Source extract:
......
August 14, 2012
Can U.S. help Gulf shield itself against Iran?
Advancements in Iranian missile capabilities are driving Gulf Arab countries to cooperate on a theater-wide missile defense system. The fear is that Iran could launch missiles at refineries, population centers, oil tankers and naval forces if conflict erupted. To deter and, if necessary, destroy Iranian missiles, the United States is championing a defense shield across the Arabian Peninsula, covering Kuwait to Saudi Arabia, Bahrain, Qatar and the United Arab Emirates.
But pronouncements are easier to make than to realize in practice. Can these Gulf nations overcome their differences for their mutual protection? Is U.S. diplomacy sufficient to forge such collaboration?
The proposal occurs amid escalating tensions with Iran. Last year the International Atomic Energy Agency raised new concerns about Iran's secretive nuclear programs. Diplomacy failed to address these issues, prompting the United States and Europe to tighten sanctions against Iran's oil economy. While the Tehran regime ratchets up its rhetoric, senior U.S. officials are trying to forestall an Israeli pre-emptive attack on Iran's nuclear sites and to reassure Gulf leaders that a U.S.-led defensive umbrella would mitigate the effects of any conflict.
The United States has potent, seaborne Aegis anti-missile defenses to offer, and Israel and Saudi Arabia have previously invested in missile defense systems. Indeed, Saudi Arabia recently announced a major modernization of its Patriot Advanced Capability, or PAC-3, missile systems. But the latest scheme is a plan to build a regional network linking Kuwait, Bahrain, Qatar and the United Arab Emirates into a wider intelligence and early-warning network, offering them defensive systems that can operate with U.S. Armed Forces.
......
Provided information:
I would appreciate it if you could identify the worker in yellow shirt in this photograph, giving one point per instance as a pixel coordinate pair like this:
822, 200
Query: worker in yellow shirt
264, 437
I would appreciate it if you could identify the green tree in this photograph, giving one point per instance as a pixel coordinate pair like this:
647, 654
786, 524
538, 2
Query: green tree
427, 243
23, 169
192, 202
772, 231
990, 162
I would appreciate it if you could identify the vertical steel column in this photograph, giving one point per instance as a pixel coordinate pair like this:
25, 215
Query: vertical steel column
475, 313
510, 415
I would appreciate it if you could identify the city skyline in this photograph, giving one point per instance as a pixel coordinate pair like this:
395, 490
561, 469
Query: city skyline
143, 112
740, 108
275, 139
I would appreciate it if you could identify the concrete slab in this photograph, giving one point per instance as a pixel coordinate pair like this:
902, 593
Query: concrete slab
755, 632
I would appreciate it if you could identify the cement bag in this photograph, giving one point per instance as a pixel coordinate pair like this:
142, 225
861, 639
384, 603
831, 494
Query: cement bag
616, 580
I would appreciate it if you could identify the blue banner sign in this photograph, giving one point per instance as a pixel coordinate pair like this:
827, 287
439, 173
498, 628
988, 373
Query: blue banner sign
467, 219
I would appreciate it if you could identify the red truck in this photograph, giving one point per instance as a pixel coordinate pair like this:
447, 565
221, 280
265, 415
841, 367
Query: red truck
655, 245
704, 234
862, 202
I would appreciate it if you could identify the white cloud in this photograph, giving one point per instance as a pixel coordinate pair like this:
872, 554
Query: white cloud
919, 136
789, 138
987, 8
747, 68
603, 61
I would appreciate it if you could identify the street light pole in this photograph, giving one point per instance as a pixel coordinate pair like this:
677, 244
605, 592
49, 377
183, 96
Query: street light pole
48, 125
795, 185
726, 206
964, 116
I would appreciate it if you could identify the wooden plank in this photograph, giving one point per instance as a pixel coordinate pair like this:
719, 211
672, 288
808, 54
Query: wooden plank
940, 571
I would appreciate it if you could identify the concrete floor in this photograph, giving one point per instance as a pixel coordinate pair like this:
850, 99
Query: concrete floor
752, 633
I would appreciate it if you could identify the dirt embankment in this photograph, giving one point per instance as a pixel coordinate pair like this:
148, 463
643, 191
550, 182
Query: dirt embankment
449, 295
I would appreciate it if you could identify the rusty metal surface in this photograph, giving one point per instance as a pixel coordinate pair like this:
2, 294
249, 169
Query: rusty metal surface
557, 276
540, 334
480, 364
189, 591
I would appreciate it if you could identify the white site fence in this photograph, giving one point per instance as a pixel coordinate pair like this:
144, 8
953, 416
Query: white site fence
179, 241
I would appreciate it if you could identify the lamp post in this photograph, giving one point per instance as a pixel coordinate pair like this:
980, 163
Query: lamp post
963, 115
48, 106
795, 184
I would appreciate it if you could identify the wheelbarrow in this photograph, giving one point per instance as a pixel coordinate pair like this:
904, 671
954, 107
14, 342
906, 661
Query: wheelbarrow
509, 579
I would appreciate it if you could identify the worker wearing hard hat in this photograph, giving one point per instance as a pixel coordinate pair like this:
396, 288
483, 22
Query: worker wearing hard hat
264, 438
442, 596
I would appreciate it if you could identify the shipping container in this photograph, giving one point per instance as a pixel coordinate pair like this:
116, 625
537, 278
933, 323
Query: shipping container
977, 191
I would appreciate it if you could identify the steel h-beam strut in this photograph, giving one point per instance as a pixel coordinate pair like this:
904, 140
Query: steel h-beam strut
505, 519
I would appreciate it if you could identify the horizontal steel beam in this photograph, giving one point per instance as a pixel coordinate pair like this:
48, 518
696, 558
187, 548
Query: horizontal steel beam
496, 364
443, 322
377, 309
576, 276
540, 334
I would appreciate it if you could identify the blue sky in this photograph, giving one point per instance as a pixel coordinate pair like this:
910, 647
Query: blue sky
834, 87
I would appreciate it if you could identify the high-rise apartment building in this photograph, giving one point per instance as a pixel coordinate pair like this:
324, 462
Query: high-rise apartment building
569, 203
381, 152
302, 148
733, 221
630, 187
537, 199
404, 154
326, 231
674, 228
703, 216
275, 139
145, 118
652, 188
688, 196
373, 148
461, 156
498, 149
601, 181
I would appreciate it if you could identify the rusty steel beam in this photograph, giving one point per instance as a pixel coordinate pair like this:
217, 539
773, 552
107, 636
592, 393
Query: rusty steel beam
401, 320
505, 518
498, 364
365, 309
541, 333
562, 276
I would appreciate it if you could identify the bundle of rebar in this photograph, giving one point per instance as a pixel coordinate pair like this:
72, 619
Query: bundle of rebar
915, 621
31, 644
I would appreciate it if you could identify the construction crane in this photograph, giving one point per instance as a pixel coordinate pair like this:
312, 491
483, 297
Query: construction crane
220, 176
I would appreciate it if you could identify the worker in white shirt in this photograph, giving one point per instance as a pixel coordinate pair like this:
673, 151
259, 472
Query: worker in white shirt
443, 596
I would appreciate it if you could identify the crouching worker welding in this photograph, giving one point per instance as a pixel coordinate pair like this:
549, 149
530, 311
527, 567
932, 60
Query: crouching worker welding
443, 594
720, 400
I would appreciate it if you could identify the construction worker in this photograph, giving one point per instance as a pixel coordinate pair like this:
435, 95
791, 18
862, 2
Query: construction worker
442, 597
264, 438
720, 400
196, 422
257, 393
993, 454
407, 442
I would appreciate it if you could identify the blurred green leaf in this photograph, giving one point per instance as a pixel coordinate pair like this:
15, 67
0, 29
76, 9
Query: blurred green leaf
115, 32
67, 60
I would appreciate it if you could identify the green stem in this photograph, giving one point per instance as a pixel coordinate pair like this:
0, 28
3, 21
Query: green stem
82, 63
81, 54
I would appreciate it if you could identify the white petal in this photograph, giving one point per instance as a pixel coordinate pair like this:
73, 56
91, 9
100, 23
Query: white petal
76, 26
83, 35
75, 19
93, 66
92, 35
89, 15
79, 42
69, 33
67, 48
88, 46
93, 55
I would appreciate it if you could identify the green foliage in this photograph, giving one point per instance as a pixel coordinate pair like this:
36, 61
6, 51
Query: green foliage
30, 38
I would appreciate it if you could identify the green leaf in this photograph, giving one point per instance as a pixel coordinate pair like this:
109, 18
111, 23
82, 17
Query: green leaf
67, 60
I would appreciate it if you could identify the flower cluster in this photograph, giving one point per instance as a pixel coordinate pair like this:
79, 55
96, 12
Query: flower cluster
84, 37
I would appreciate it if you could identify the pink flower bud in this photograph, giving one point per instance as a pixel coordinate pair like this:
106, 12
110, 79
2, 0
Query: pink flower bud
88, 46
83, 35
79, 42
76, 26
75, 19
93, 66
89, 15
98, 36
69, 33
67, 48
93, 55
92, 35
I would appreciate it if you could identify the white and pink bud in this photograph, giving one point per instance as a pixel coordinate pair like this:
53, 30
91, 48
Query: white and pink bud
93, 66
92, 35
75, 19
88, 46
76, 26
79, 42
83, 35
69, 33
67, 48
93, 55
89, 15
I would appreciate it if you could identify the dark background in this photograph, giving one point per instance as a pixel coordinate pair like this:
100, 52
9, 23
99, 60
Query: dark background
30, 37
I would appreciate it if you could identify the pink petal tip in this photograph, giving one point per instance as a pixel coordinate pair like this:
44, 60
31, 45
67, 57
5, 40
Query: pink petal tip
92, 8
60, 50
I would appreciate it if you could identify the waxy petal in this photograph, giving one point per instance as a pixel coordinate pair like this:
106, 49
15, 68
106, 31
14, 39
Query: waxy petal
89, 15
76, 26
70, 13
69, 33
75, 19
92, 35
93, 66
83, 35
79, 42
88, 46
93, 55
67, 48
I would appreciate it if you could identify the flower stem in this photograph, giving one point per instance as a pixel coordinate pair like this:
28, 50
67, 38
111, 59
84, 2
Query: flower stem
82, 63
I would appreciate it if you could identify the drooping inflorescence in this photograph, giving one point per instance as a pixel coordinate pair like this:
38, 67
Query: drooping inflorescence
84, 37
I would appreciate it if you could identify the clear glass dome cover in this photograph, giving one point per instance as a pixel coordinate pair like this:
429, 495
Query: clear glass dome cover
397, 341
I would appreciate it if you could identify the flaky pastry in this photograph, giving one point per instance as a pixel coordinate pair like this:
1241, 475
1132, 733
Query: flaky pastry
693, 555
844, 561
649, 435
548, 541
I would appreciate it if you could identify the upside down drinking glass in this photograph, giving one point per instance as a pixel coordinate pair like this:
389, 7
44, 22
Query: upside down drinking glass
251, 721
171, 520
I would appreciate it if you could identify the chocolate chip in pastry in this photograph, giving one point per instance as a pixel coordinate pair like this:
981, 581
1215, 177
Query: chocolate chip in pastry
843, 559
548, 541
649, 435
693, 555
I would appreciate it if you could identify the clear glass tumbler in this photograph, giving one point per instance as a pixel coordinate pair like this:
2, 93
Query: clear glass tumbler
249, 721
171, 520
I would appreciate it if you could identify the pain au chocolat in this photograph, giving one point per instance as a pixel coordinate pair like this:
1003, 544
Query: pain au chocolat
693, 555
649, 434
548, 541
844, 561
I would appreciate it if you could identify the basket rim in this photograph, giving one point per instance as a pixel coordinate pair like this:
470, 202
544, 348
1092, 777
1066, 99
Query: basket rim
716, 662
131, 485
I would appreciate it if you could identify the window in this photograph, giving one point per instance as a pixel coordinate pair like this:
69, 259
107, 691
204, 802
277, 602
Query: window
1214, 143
......
Problems to work on:
(A) Reproduce the passage of the article on Gulf missile defense from "August 14, 2012" up to and including "United Arab Emirates.".
(B) Locate each line of the records that contains the word "wheelbarrow", and copy those lines.

Results:
(A)
August 14, 2012
Can U.S. help Gulf shield itself against Iran?
Advancements in Iranian missile capabilities are driving Gulf Arab countries to cooperate on a theater-wide missile defense system. The fear is that Iran could launch missiles at refineries, population centers, oil tankers and naval forces if conflict erupted. To deter and, if necessary, destroy Iranian missiles, the United States is championing a defense shield across the Arabian Peninsula, covering Kuwait to Saudi Arabia, Bahrain, Qatar and the United Arab Emirates.

(B)
I would appreciate it if you could identify the wheelbarrow in this photograph, giving one point per instance as a pixel coordinate pair like this:
Query: wheelbarrow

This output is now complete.